# Arbeitsauftrag:
Setzen Sie den Forumsthread zur Anzeige von PDF-Dateien in Java fort, und zwar unmittelbar im Anschluss an das zuletzt Abgedruckte.

# Textblock:
____________

# Java PDF Anzeigen



## mäcjava (23. Sep 2009)

Hallo,

ich möchte gerne in Java ein PDF anzeigen lassen. Ich habe mich da schon umfassend informiert. Mich interessiert, was Ihr da vorschlagen würdet bzw. womit ihr "stabile" Erfahrungen gemacht habt.


Danke


----------



## Guybrush Threepwood (23. Sep 2009)

PDFRenderer


----------



## Atze (23. Sep 2009)

wir, also in der alten firma, hatten damals mit itext gearbeitet, ich selbst aber nicht mit pdfs. schien aber zu laufen


----------



## mäcjava (23. Sep 2009)

alles geil danke


----------



## Guybrush Threepwood (24. Sep 2009)

____________

# Liste der Zeilen:
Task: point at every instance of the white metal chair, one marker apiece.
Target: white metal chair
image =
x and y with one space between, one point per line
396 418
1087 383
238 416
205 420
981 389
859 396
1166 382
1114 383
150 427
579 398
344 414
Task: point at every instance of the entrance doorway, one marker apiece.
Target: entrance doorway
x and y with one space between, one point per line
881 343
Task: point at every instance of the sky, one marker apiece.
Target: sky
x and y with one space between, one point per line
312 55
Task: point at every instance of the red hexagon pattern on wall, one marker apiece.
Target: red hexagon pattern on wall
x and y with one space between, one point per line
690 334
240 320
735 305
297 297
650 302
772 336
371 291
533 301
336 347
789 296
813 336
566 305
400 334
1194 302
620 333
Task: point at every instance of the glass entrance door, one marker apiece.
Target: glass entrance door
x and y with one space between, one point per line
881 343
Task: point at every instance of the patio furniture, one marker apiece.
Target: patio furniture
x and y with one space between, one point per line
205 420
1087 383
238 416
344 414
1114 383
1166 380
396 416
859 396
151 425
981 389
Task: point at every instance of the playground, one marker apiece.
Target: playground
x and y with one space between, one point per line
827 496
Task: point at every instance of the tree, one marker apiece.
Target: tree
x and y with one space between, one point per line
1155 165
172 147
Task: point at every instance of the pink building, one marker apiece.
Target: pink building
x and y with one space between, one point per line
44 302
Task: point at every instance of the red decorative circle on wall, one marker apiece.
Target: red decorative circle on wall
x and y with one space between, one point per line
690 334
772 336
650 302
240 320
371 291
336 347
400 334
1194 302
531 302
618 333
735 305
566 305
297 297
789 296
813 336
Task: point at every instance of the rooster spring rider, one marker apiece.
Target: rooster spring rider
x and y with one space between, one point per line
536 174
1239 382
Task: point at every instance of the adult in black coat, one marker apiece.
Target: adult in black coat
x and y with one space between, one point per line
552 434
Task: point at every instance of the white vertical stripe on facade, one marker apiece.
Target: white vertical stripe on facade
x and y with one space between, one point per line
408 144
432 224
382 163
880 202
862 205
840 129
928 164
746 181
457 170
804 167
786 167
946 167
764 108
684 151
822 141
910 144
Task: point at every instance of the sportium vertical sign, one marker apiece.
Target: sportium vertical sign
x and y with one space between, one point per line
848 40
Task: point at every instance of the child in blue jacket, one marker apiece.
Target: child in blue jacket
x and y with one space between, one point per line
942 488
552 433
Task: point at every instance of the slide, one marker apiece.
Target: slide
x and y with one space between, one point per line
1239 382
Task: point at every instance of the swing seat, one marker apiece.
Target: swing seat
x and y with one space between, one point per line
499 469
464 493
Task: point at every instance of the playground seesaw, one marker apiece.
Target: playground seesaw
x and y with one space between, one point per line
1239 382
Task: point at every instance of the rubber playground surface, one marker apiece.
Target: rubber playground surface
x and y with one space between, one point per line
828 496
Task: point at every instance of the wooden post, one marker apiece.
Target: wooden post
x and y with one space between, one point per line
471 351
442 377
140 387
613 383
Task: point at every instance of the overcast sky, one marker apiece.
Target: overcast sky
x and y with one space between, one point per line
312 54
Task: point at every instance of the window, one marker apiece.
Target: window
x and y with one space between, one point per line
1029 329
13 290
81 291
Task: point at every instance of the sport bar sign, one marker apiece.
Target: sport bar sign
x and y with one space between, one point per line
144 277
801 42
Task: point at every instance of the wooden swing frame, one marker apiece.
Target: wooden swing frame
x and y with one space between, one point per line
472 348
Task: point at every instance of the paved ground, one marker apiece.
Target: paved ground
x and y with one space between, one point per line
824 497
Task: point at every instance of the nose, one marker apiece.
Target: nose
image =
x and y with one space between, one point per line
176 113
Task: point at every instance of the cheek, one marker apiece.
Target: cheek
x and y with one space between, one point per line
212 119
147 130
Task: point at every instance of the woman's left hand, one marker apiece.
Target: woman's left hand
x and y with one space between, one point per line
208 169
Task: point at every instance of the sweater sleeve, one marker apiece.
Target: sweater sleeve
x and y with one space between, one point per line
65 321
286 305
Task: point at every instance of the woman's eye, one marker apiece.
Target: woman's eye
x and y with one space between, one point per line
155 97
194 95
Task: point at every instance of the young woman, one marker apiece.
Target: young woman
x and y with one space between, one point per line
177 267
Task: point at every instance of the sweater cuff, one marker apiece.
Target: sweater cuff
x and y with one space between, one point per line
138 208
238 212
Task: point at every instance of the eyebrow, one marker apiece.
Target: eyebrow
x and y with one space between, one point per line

____________

# Ergebnis:
Atze hat gesagt.:


> wir, also in der alten firma, hatten damals mit itext gearbeitet, ich selbst aber nicht mit pdfs. schien aber zu laufen



Mit iText lassen sich aber PDF-Dateien nicht anzeigen, sondern "nur" generieren.


----------



## Atze (24. Sep 2009)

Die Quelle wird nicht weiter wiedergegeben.